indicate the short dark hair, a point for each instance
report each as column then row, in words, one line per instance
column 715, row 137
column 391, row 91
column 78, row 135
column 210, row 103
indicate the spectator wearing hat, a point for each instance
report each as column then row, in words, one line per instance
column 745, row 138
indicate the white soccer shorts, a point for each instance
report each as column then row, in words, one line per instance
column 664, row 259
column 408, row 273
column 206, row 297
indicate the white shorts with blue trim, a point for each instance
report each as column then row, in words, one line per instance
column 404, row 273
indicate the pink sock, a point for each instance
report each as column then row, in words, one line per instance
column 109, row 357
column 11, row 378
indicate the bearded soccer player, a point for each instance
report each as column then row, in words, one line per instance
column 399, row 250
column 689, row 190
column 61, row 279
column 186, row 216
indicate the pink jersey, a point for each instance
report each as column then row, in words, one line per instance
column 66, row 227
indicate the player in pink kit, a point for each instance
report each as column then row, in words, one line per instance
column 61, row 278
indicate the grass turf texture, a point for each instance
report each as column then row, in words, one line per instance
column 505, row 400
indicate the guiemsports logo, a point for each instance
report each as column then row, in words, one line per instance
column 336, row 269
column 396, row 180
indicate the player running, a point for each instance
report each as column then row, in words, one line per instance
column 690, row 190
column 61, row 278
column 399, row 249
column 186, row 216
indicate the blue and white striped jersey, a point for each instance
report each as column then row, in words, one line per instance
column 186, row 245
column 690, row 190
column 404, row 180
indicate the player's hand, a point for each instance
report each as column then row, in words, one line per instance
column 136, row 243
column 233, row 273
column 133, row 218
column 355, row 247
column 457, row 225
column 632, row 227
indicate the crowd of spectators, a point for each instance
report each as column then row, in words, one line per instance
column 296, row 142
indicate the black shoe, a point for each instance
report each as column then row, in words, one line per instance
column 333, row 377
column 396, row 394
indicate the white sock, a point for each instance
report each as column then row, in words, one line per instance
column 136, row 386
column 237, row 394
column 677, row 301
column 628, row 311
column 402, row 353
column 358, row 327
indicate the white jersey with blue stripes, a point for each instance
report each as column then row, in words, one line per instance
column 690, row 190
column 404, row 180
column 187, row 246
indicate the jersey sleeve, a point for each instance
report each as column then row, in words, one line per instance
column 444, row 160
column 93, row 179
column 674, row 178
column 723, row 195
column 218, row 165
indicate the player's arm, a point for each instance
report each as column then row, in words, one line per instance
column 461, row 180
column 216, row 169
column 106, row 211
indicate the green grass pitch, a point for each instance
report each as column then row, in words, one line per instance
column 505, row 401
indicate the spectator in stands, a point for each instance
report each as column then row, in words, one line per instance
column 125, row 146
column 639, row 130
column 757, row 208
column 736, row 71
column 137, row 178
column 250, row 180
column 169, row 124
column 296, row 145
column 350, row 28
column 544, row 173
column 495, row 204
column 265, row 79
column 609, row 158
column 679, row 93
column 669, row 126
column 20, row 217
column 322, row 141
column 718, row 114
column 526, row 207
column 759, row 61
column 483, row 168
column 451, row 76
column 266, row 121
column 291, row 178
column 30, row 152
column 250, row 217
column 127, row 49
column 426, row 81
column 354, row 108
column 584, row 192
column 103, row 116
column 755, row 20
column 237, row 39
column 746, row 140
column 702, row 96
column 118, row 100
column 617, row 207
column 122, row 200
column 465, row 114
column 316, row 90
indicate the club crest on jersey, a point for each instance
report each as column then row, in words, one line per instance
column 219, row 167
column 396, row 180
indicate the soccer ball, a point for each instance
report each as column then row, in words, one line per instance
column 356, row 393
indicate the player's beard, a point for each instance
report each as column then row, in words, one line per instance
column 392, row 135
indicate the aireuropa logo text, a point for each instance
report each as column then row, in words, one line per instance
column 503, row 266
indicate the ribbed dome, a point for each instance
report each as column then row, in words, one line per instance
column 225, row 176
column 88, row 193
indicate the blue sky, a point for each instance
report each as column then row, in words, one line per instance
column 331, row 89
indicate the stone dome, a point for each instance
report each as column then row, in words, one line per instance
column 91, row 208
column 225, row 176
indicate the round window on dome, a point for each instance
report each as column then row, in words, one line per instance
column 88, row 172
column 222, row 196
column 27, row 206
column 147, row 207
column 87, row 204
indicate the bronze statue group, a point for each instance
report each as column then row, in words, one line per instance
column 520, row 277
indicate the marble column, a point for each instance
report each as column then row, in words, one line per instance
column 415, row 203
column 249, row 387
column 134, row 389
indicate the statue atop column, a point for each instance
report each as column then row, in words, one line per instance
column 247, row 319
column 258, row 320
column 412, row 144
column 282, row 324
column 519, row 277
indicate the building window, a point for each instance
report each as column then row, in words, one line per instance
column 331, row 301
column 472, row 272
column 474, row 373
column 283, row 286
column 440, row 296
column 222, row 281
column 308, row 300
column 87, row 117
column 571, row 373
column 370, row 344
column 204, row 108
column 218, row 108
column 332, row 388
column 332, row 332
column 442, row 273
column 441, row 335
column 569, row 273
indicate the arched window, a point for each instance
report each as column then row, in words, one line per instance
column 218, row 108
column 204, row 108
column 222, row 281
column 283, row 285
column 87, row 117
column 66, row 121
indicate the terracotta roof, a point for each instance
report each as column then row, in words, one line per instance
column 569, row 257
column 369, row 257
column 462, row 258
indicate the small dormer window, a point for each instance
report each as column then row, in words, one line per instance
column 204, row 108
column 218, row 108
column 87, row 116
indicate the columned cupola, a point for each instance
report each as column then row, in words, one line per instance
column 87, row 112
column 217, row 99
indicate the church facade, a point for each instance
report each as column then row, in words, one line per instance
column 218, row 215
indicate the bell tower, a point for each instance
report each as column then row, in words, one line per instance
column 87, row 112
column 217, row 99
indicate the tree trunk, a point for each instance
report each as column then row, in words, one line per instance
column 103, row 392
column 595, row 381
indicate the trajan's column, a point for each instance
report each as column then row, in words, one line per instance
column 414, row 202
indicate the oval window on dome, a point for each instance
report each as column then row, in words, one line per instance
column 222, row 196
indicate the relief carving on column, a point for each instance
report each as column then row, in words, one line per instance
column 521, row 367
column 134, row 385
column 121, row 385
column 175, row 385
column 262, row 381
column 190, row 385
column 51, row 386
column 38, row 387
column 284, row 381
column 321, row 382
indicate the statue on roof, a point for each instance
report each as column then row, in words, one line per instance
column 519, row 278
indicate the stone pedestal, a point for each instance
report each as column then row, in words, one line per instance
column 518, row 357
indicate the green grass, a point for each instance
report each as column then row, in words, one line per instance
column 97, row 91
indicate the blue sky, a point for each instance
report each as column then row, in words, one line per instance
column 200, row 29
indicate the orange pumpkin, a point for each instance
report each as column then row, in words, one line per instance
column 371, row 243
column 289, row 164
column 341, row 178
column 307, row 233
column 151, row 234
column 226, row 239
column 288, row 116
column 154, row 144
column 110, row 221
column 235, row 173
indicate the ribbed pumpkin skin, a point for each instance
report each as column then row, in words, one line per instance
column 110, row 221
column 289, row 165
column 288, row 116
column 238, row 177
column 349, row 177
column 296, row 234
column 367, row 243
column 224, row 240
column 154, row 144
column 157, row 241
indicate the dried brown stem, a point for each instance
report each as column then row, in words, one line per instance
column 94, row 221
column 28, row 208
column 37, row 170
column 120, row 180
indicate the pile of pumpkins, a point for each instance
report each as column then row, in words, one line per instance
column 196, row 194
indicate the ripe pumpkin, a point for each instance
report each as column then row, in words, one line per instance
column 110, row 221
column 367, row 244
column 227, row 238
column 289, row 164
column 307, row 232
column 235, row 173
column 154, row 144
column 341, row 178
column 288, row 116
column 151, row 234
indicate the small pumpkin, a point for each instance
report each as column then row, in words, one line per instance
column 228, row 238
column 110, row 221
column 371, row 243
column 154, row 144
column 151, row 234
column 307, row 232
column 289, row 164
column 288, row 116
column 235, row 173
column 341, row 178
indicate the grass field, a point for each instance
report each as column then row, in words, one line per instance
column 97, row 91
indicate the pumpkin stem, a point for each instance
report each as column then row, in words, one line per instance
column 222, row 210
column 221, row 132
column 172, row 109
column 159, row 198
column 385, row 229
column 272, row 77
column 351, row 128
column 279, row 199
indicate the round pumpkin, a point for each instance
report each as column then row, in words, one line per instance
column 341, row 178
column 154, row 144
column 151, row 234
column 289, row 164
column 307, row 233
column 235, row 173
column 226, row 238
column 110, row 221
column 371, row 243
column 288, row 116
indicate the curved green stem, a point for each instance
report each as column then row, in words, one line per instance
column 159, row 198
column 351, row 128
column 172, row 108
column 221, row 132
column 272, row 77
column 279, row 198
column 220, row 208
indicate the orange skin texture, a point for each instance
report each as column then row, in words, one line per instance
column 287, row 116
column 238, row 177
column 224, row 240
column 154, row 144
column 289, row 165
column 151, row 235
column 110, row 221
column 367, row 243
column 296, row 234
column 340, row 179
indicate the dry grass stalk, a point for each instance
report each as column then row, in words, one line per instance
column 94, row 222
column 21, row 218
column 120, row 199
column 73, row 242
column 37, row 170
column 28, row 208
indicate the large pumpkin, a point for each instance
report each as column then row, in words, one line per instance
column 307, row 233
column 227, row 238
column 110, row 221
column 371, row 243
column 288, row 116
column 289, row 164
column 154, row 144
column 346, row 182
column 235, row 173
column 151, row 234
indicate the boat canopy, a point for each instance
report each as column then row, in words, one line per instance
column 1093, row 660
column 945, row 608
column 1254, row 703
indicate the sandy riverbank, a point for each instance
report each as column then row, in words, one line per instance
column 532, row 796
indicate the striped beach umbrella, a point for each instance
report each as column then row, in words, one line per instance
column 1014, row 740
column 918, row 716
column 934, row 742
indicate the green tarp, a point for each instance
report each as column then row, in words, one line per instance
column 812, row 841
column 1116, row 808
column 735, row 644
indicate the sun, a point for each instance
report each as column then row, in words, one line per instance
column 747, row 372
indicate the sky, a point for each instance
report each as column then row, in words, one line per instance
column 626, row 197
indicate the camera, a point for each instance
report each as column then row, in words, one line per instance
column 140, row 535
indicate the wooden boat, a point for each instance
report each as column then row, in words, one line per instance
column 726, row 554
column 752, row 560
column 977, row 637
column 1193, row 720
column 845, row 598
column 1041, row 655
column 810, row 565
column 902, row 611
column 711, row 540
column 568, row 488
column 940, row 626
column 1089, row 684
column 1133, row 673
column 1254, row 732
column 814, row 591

## [Work instructions]
Print the items again without any change, starting at the line that contains "indicate the stone pedestal, a" and ending after the line that contains "column 200, row 29".

## [Task response]
indicate the stone pedestal, a point for each instance
report each as column then row, in words, one line per instance
column 518, row 357
indicate the green grass, a point for each instance
report each as column then row, in words, one line per instance
column 97, row 91
indicate the blue sky, a point for each instance
report each as column then row, in words, one line per instance
column 200, row 29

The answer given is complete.